##### Provided material

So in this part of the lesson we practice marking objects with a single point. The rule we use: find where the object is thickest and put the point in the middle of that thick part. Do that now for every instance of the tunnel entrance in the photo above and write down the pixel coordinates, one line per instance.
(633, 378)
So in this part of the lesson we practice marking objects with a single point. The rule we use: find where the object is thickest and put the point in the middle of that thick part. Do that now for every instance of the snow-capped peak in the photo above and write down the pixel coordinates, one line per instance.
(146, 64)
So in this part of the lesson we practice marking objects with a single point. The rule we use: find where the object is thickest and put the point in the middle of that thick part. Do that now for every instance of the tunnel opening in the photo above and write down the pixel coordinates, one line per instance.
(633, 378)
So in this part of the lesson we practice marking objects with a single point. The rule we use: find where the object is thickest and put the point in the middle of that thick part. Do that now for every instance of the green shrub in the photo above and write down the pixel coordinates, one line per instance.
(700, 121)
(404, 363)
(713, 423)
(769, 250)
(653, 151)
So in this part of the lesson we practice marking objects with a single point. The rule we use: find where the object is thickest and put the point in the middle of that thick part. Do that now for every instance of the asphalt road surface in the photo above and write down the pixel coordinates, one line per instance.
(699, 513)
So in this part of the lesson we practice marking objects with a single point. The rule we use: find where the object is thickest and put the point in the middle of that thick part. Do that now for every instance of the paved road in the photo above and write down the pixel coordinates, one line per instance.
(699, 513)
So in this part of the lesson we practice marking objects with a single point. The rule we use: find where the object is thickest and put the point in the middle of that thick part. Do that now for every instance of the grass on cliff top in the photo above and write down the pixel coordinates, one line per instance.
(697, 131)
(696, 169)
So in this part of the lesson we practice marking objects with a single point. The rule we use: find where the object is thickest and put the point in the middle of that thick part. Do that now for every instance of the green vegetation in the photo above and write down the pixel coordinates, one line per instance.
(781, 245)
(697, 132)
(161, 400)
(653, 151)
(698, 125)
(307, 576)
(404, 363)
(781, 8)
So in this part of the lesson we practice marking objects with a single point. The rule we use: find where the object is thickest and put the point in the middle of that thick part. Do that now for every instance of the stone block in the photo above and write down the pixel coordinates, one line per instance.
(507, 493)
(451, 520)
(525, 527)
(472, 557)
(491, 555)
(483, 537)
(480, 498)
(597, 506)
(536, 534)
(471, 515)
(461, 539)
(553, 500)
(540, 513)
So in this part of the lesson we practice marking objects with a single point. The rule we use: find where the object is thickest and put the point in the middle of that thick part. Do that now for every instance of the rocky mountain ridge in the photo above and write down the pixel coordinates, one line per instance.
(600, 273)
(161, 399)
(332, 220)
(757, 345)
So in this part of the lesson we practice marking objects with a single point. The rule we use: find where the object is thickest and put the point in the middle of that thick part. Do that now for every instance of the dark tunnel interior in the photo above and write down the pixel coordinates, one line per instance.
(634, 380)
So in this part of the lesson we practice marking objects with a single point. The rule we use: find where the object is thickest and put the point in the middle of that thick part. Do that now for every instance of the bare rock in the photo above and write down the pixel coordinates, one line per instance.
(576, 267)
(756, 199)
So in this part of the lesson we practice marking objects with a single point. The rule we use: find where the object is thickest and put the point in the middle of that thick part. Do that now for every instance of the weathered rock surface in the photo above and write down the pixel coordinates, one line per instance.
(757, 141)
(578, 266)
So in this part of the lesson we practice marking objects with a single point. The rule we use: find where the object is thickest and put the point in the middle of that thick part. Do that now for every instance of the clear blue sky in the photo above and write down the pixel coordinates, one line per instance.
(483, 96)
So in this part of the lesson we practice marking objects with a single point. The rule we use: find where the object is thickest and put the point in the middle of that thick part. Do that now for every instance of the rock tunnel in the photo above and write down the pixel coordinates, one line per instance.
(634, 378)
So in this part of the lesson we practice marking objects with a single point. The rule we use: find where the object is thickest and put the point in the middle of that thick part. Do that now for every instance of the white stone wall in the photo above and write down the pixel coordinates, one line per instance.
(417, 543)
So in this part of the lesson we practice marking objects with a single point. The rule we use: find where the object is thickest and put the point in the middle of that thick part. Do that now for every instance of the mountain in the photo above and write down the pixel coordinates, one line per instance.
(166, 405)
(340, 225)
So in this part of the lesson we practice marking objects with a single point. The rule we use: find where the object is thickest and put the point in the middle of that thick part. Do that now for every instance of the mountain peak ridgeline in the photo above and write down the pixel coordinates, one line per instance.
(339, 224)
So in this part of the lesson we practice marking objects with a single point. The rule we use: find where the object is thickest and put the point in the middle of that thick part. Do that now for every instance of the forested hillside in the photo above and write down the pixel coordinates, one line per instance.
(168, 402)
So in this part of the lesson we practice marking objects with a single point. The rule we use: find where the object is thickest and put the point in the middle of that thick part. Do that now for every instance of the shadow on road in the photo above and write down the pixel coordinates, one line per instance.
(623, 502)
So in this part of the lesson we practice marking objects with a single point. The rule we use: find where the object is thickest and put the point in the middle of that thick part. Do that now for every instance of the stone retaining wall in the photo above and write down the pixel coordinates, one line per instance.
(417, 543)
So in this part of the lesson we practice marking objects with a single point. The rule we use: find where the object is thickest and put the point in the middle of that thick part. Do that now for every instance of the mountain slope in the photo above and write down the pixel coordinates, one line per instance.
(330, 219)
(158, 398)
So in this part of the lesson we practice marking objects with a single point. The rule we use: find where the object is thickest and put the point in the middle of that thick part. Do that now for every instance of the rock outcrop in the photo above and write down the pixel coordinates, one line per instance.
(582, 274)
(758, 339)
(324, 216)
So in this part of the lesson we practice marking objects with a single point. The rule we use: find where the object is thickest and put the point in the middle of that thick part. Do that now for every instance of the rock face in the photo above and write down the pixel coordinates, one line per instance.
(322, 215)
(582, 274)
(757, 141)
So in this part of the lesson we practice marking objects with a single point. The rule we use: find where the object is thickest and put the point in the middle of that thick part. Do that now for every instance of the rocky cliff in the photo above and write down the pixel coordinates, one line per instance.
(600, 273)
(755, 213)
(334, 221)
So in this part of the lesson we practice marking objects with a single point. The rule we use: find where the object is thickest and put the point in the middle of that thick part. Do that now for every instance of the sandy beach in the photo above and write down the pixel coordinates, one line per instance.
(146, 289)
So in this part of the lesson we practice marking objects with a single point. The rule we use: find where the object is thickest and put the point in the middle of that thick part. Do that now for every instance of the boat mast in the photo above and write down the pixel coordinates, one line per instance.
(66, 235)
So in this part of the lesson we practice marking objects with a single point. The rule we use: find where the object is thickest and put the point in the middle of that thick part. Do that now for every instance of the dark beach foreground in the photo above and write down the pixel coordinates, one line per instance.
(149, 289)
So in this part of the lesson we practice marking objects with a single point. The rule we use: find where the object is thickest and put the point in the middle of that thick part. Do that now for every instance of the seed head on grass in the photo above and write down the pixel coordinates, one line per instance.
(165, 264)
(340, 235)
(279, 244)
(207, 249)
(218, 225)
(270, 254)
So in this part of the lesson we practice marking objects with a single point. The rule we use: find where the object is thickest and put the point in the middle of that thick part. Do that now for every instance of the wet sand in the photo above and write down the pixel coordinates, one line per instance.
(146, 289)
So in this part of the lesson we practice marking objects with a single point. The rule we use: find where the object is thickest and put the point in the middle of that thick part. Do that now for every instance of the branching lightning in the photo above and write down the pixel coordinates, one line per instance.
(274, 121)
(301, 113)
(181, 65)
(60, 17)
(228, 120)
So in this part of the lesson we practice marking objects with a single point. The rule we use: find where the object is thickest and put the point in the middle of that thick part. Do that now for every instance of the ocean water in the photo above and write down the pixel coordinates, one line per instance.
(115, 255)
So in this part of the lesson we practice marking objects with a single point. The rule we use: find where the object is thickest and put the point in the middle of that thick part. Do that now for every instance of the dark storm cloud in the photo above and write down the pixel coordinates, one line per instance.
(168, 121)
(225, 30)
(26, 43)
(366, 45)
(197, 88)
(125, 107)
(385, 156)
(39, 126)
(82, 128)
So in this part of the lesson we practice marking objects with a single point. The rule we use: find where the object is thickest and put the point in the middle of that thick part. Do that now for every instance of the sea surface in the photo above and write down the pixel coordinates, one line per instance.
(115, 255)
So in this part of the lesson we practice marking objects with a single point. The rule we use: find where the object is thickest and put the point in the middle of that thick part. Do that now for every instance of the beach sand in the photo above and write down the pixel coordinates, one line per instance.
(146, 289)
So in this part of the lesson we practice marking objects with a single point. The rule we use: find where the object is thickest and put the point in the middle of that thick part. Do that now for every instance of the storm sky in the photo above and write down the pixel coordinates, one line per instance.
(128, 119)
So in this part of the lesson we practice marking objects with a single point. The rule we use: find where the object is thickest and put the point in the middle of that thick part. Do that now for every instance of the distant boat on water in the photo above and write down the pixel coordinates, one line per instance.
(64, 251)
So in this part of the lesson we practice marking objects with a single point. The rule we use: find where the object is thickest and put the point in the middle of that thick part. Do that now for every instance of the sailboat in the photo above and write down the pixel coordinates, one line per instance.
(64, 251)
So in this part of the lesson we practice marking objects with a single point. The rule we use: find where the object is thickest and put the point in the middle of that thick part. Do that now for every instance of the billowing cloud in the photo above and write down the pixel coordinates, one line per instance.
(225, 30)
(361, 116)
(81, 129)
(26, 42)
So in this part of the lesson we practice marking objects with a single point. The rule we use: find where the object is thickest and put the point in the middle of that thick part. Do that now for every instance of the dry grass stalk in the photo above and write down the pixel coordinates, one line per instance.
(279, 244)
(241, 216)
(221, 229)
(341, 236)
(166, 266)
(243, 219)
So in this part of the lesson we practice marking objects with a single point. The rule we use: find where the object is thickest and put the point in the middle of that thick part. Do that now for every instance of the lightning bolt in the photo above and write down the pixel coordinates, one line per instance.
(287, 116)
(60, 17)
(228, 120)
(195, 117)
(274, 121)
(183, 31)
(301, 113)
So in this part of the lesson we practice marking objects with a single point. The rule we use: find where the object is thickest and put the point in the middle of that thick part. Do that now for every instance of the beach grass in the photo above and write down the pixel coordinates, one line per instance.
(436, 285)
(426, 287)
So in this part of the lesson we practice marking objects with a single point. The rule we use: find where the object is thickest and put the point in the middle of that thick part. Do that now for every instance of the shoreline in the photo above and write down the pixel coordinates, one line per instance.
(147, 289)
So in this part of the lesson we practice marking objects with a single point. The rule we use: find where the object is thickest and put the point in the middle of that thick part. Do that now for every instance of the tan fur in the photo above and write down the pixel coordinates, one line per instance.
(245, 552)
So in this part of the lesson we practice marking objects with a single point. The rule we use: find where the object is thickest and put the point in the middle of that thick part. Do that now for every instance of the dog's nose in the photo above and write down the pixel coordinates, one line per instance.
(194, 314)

##########

■ Problem:
Copy the records above exactly, starting at the line that contains "the tan fur" and ending at the last line, and leave out all earlier lines.

■ Completed exercise:
So in this part of the lesson we practice marking objects with a single point. The rule we use: find where the object is thickest and put the point in the middle of that thick part. Do that now for every instance of the tan fur in the photo above and write down the pixel coordinates, one line per instance.
(245, 552)
So in this part of the lesson we practice marking objects with a single point. The rule we use: find where the object is thickest and put the point in the middle of that thick part. Do that now for every instance of the dog's nose in the photo above and write down the pixel coordinates, one line per instance.
(194, 314)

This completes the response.